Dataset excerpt
+++

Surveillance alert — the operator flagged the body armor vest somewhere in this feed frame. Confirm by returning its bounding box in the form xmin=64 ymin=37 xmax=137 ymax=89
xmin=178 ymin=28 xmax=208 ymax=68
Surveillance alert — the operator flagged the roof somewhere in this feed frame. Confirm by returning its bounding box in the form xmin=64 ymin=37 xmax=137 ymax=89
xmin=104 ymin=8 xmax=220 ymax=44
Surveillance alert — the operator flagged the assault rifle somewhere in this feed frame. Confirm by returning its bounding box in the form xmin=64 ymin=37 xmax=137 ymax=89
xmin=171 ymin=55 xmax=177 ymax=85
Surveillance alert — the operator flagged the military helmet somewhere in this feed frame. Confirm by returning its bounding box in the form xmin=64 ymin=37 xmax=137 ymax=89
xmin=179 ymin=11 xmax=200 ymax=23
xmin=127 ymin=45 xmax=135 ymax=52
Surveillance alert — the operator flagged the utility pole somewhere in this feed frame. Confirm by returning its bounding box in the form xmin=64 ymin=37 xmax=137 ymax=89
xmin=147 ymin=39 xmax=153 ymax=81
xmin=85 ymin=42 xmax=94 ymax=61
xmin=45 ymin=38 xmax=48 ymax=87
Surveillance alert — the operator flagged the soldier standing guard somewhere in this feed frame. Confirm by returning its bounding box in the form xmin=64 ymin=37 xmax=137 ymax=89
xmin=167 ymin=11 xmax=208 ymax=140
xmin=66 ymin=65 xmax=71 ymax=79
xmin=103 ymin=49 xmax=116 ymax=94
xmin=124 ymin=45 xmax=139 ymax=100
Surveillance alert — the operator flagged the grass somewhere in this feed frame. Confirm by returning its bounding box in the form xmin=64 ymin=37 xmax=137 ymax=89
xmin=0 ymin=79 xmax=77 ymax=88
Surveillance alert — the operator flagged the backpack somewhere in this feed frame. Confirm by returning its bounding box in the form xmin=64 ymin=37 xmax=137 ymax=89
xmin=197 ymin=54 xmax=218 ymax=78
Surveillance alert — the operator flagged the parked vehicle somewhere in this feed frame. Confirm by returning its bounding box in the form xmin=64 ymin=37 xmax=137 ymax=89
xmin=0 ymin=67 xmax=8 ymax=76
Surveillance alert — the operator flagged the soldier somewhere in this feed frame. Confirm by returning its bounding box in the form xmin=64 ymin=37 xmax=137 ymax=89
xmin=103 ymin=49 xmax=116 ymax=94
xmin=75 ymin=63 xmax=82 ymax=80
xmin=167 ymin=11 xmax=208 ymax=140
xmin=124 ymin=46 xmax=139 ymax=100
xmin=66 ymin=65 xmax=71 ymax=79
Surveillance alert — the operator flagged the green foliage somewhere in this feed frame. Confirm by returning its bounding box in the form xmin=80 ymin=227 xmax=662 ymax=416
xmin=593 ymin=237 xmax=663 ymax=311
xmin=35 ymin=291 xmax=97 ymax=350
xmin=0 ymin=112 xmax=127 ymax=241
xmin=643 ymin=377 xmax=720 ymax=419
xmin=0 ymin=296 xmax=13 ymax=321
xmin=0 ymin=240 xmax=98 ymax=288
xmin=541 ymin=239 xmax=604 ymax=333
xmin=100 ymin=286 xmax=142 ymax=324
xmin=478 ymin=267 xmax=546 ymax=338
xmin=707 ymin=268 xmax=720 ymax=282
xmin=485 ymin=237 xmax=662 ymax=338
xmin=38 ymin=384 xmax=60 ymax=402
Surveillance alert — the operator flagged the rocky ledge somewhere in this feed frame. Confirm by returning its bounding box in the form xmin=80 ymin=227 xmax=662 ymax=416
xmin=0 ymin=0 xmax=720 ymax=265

+++

§ TASK DESCRIPTION: Quote the items above word for word, from the first line up to and including the line that contains "xmin=178 ymin=28 xmax=208 ymax=68".

§ ANSWER TO THE EXERCISE:
Surveillance alert — the operator flagged the body armor vest somewhere in this feed frame. Confirm by returning its bounding box in the form xmin=64 ymin=37 xmax=137 ymax=89
xmin=178 ymin=28 xmax=208 ymax=68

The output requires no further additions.